**Task goal**
Set the data down again, exactly as it reads, but without the pictures.

━━━ Record extracts

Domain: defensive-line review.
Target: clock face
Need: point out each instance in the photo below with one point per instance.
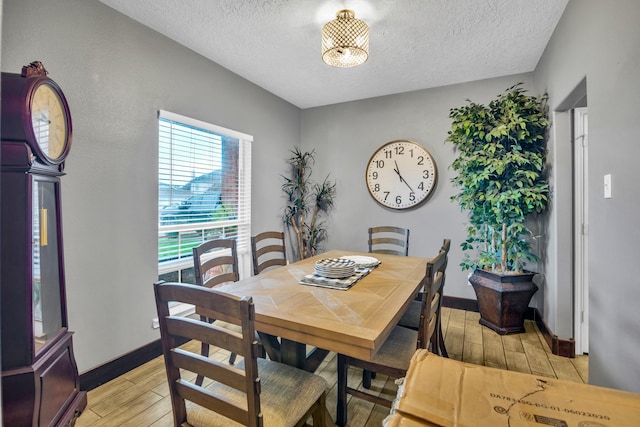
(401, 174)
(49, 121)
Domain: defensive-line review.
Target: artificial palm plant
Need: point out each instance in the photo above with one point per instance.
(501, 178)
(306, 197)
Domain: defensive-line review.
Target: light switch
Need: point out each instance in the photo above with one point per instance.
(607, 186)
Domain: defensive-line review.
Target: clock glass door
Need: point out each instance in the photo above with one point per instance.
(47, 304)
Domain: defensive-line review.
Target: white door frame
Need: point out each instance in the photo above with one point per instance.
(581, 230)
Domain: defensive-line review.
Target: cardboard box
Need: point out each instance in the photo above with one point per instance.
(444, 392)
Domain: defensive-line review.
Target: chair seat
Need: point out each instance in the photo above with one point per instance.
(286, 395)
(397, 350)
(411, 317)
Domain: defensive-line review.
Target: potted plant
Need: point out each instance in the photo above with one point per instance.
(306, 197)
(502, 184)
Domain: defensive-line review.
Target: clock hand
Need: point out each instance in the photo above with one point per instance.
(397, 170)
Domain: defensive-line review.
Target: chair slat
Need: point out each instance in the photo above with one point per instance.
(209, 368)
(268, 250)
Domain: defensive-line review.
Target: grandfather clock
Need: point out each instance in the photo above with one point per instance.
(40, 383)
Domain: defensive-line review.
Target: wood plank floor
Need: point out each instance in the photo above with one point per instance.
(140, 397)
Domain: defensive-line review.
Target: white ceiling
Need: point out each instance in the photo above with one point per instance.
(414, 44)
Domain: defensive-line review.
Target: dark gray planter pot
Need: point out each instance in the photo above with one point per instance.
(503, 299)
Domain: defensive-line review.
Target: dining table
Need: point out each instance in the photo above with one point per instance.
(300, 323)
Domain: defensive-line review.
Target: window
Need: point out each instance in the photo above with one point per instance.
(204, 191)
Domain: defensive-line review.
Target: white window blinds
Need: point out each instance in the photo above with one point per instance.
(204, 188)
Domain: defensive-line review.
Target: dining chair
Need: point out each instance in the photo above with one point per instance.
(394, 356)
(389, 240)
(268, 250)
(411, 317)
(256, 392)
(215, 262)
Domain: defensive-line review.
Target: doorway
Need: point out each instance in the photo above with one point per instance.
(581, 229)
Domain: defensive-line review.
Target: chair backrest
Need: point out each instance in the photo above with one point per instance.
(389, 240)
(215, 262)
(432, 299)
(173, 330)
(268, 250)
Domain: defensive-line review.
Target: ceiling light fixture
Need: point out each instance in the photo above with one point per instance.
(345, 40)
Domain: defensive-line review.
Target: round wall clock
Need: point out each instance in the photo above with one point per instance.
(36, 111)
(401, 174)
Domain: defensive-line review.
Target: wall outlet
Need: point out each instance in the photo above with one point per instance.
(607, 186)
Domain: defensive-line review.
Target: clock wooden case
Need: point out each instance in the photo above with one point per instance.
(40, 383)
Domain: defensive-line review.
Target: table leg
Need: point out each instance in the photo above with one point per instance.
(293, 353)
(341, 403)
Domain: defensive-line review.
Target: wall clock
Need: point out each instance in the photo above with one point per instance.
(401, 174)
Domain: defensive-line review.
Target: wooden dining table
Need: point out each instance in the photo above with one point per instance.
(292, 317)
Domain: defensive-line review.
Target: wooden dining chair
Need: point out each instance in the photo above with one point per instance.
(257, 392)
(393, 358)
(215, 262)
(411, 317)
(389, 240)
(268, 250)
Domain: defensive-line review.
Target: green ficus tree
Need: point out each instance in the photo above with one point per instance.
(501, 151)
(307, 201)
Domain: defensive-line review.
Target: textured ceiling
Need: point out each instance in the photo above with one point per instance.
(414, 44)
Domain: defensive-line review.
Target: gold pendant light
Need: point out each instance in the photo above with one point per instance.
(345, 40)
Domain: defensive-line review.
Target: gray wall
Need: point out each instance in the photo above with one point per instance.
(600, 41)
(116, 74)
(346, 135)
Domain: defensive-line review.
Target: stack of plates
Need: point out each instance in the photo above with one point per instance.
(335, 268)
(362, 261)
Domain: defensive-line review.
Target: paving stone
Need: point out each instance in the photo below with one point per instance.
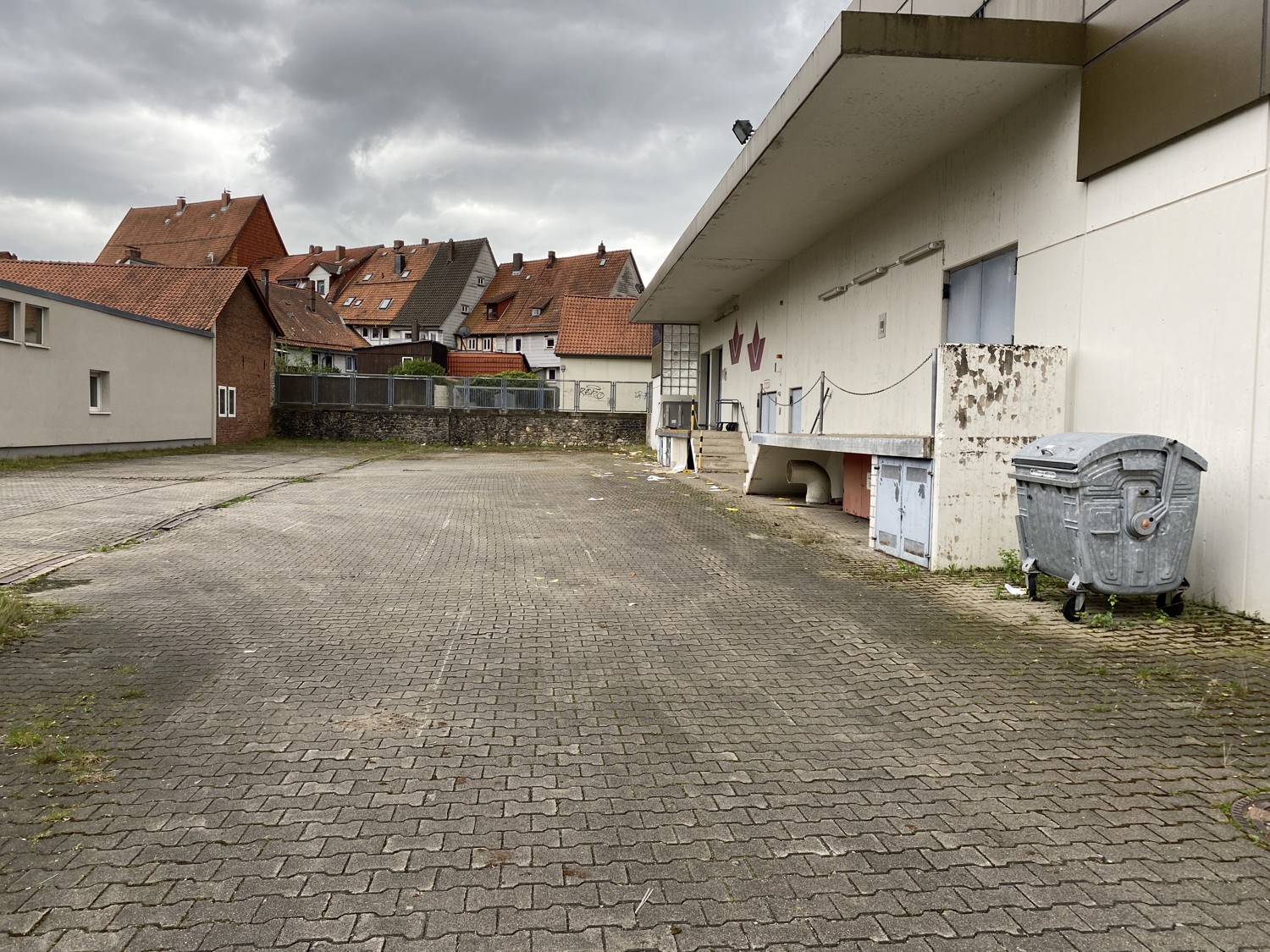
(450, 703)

━━━━━━

**The completed task**
Domain: defensive-line review.
Target: clock face
Need: point out each instance in the photo below with one point per instance.
(401, 174)
(49, 121)
Domain: defensive-line review.
Target: artificial palm plant
Need: point out each instance in the photo above with one point per instance.
(501, 178)
(306, 197)
Domain: defensive-line review.
Target: light switch
Need: point out each instance in the photo above with one point per instance.
(607, 186)
Domain: defensive-line review.
Target: clock glass door
Need: point out each instance in the photo above with one point per instance.
(47, 304)
Domain: defensive-line review.
Target: white door frame
Need: point out each instance in the photo above with one point per instance.
(581, 230)
Domain: defensive-line review.
Target: cardboard box
Need: point out each instance in the photo above with one point per instance.
(444, 392)
Domain: defensive-line review.
Target: chair seat
Need: point out each instance in the photo above with one point per instance.
(286, 395)
(397, 350)
(411, 317)
Domain: defensive-line review.
Target: potted plant
Need: point out each instance in the photo above with one point per instance.
(306, 197)
(502, 184)
Domain: defensive-line review.
Target: clock hand
Need: point out each instance in the photo above with one point per instance.
(397, 170)
Domain: defensive-line review.
Target: chair slat
Need: point out each instance in the photo above with one point per instance.
(209, 368)
(268, 250)
Domain: defensive-line review.
Target: grandfather clock
Need: point out each instance in the photo above with one point per instance.
(40, 383)
Domain: defensive-line review.
Target: wood plank floor
Need: point out each instance in the photo above with one point per instance.
(140, 397)
Domain: defensive-line review.
Target: white ceiling
Need: point out each instance in the photo above with one point per instance.
(414, 44)
Domain: defensive-line review.
Target: dark gray planter pot
Need: point out each instance in the photo above with one point per instance.
(503, 299)
Domain: defensive-line review.
Target: dining table
Need: point out each instance in the photo above with one point per instance.
(300, 323)
Domain: defensive-line review.
Target: window
Need: point out each instance in the photo above with one point per instance.
(204, 191)
Domain: defensive-line review.
Target: white window blinds
Need: point out each instance in the photo above with one point per instance.
(204, 188)
Domain: defensive-line review.
Target: dining chair
Need: point out each instance in the photo above with one point per instance.
(394, 356)
(389, 240)
(268, 250)
(411, 317)
(256, 392)
(215, 262)
Domain: defensive-line review.
Target: doorway
Need: point out each instance in the photo above with one point per instance.
(581, 229)
Domain: defensive-line review.
Target: chair backrest
Need: point out each instance in the photo above with one point per instance.
(389, 240)
(215, 262)
(432, 299)
(173, 330)
(268, 250)
Domain: defensive-line review.
Target: ceiling light fixture
Need: point out each instance in the photo above with one point per instance.
(345, 40)
Domain: defensive-line review.
Target: round wall clock
Need: point out each instance in the photo above with one point per instance.
(36, 111)
(401, 174)
Domain: defensive-line review.
Target: wall outlet
Need: point out each instance in the photo above with one point per instance.
(607, 186)
Domain: defensive-line review.
Target: clock wooden case
Need: point out each instance in the photo above with one point per instance.
(40, 383)
Domain: defensive-line review.
Target: table leg
Need: point out each instance in the photo above with one point per instance.
(293, 353)
(341, 403)
Domain: defensive-line review.
Target: wall clock
Need: point out each instance in the photo above with one point per instance.
(401, 174)
Domain: defensive-line review.
Target: wooden dining table
Need: point out each instance in the photo above with one point per instance.
(292, 317)
Domain: defensive-line review.
Target: wooden dining chair
Need: point out each instance in the photo above with one point per instance.
(257, 392)
(393, 358)
(215, 262)
(411, 317)
(389, 240)
(268, 250)
Domain: defensive-line review.
Target: green ficus tree
Need: point out each instance in the photo above with one point per instance.
(501, 151)
(307, 201)
Domain: defensive-line review.
Target: textured ceiling
Need: point out each instance in the photo above with one point per instance.
(414, 44)
Domain: defensive-line review.
Target: gold pendant light
Need: point out each instance in the photo above with one point per instance.
(345, 40)
Domain: defensive-line review.
Target: gray wall
Need: point out each instance in the photo above with one point per instance.
(600, 41)
(116, 74)
(346, 135)
Domain: defensive-line review.
Target: stack of plates
Need: point out each instance in the photo above with one point per instance.
(335, 268)
(362, 261)
Domain: defensive-line review.
Target: paving stone
Need: point out each instance in the photo below with one point per instance.
(450, 703)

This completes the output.